DIRECTIONS>
Reproduce exactly the lines from the one containing "I would be grateful for your help identifying the brown hair" through the last line of the records below, both included, and nothing else.

[START OF MATERIAL TO PROCESS]

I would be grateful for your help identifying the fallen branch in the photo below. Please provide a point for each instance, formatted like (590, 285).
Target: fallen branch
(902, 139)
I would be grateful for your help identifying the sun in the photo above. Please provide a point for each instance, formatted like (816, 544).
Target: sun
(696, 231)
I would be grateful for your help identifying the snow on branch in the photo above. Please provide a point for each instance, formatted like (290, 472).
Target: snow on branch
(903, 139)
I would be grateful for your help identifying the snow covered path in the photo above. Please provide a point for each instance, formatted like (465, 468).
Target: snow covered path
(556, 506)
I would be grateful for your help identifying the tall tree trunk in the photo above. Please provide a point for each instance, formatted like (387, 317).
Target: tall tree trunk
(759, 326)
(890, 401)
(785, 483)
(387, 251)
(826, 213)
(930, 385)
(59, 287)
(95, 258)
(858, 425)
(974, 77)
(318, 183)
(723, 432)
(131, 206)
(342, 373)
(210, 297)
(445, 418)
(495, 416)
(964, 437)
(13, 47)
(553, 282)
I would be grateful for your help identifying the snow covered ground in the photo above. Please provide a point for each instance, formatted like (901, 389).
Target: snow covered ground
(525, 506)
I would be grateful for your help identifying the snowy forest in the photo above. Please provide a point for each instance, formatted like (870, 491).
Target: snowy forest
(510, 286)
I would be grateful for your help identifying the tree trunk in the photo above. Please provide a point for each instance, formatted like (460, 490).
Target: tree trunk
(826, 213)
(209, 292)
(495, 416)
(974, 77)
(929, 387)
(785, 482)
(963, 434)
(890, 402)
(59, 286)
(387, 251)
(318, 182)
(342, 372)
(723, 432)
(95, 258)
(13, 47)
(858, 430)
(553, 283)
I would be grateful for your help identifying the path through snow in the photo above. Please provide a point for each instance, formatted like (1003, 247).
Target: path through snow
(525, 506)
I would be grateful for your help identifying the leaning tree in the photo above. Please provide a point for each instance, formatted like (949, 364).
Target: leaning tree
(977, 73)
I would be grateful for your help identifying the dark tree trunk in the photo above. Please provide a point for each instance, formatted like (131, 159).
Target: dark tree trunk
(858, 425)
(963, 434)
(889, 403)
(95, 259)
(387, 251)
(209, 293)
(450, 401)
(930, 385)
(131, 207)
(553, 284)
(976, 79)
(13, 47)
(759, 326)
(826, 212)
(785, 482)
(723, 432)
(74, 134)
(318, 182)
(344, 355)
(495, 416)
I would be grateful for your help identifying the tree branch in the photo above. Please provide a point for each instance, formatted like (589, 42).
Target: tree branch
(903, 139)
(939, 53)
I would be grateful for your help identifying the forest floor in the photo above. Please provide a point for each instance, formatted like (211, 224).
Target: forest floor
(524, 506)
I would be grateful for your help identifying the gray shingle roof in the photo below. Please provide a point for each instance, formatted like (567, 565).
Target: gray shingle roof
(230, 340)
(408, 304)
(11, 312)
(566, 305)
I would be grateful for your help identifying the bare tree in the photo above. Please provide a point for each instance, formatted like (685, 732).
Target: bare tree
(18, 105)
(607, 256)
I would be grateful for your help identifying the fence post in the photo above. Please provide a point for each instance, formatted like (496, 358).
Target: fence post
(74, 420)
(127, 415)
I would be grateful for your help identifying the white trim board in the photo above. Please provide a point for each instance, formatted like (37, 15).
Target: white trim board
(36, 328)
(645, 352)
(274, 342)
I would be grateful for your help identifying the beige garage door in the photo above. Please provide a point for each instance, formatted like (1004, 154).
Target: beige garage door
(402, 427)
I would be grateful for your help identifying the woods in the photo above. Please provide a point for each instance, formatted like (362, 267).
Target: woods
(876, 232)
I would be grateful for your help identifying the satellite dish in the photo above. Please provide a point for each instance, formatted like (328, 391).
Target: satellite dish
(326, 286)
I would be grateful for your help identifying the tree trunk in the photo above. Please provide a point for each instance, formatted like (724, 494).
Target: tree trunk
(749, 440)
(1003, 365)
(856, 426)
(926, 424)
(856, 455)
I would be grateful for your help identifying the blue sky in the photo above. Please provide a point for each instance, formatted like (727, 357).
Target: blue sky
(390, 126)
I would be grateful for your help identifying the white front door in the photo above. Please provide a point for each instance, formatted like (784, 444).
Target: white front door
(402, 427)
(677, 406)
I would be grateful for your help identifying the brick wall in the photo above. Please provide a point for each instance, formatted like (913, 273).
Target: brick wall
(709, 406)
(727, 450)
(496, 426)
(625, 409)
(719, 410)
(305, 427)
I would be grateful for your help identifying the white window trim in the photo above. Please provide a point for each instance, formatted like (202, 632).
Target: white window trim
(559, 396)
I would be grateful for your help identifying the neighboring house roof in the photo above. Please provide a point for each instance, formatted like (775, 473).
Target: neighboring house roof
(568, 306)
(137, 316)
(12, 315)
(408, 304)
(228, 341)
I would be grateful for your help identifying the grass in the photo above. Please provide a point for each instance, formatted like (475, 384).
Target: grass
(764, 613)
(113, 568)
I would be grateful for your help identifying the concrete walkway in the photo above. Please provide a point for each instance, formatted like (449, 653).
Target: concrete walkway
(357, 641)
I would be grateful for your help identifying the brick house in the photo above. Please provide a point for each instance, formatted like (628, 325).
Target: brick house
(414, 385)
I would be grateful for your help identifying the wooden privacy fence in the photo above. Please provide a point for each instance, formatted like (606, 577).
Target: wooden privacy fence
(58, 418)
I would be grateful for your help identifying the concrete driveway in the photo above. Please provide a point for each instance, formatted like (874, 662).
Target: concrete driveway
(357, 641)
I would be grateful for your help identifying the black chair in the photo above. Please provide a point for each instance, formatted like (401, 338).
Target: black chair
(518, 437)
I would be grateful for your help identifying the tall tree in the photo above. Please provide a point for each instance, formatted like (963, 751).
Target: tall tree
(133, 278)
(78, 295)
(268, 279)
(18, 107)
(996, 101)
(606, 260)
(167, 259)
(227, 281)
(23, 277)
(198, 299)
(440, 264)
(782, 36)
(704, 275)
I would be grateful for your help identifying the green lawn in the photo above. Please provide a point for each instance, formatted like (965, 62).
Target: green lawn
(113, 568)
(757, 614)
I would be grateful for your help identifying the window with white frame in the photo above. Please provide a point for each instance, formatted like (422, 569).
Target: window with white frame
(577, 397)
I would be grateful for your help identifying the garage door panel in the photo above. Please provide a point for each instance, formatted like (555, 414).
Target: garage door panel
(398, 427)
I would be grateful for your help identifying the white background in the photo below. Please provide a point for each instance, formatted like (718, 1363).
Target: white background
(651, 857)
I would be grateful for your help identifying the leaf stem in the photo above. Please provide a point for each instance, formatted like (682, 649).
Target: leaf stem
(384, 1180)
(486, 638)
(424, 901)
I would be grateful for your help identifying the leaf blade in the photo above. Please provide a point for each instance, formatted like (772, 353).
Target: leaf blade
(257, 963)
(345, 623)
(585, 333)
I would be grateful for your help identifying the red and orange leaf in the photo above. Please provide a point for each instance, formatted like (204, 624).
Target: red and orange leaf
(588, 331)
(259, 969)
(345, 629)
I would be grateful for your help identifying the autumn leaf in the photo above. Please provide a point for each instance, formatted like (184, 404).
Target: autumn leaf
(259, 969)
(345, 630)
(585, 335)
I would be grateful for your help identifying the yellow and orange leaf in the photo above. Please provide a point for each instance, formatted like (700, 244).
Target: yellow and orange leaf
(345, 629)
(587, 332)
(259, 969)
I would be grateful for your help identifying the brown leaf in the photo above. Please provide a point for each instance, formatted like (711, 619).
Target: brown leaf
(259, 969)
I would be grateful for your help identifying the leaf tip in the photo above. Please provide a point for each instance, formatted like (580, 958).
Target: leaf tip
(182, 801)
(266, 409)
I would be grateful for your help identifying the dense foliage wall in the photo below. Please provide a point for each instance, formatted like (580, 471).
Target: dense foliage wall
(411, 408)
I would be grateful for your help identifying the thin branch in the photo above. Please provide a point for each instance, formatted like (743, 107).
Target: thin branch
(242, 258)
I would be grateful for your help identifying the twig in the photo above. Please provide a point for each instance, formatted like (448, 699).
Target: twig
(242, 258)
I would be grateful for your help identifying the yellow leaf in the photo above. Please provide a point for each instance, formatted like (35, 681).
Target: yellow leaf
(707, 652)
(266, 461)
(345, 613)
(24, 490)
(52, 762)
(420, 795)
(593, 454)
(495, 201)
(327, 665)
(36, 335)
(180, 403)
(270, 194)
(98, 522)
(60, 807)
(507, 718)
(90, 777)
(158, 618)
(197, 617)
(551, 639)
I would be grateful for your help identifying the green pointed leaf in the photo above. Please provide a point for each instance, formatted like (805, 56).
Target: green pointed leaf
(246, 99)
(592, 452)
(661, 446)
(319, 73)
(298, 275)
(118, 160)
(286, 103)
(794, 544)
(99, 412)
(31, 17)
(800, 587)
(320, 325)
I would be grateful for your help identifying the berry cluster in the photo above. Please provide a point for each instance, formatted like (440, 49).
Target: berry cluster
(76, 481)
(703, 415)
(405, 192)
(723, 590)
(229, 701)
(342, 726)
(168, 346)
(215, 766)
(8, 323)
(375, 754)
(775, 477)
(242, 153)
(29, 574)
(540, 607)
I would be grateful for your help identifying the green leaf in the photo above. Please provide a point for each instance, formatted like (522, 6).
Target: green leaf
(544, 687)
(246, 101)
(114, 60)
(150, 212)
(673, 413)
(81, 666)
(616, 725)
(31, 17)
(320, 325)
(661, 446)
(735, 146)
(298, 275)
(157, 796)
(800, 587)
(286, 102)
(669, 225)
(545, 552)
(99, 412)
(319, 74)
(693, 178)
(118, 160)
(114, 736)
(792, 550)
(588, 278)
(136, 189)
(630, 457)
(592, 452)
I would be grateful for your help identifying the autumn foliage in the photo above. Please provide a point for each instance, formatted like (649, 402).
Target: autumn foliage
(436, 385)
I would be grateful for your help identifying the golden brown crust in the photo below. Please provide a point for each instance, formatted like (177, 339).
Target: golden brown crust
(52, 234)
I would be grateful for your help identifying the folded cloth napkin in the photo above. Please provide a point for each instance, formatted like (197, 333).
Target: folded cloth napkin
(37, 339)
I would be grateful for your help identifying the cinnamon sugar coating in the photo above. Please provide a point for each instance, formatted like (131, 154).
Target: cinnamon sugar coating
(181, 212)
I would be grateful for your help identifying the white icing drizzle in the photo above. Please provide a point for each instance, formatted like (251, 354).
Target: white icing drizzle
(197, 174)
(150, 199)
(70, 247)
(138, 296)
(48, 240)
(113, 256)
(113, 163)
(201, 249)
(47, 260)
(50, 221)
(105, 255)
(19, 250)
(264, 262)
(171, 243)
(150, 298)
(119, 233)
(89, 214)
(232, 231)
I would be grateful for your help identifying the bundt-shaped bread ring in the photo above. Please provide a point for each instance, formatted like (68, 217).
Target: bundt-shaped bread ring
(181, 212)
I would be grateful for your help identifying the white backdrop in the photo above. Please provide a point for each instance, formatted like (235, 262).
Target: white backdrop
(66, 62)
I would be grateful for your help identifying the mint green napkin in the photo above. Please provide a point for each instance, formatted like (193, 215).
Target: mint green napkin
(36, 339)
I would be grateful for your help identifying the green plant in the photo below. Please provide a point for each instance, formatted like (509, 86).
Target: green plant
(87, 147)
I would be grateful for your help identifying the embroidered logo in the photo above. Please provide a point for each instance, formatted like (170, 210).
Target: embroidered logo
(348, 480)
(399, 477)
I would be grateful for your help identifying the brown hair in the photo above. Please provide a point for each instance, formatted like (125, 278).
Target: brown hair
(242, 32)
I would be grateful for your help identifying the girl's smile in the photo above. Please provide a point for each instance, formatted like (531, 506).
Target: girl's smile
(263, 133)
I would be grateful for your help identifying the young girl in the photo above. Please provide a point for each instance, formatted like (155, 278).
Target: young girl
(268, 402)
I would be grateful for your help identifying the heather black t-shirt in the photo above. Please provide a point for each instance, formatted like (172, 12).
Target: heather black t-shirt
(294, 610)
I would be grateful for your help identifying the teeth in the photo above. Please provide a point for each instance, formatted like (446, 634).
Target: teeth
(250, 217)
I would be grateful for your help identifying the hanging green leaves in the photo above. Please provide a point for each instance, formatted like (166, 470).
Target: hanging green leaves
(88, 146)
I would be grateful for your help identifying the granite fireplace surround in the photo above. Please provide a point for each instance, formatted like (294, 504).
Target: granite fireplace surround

[END OF MATERIAL TO PROCESS]

TASK RESULT>
I would be grateful for your help identifying the brown hair in the photo above. Please provide a point for each instance, formatted like (125, 278).
Target: brown hair
(242, 32)
I would be grateful for your help identifying the girl's smile in the photo above. Please provide a point for each instance, formatted like (531, 506).
Target: girl's smile
(263, 133)
I would be grateful for your help identifying the young girl in the photo above. Please provide a point for each instance, formatted like (155, 278).
Target: young girl
(268, 402)
I would be grateful for your help identifying the heather black t-shirt in the photo above. Please provide a point for each instance, formatted like (172, 12).
Target: heather black t-shirt
(294, 610)
I would be grateful for your help identifying the teeth in the photo above. Please provide a point for each instance, formatted like (446, 634).
Target: teeth
(250, 217)
I would be grateful for your help identifying the hanging green leaves in the photo above. Please provide a point for each instance, formatted like (166, 470).
Target: hanging green leaves
(88, 146)
I would be grateful for your help identifying the granite fireplace surround in the photo above. Please provide a point for each instance, formatted like (294, 504).
Target: granite fireplace surround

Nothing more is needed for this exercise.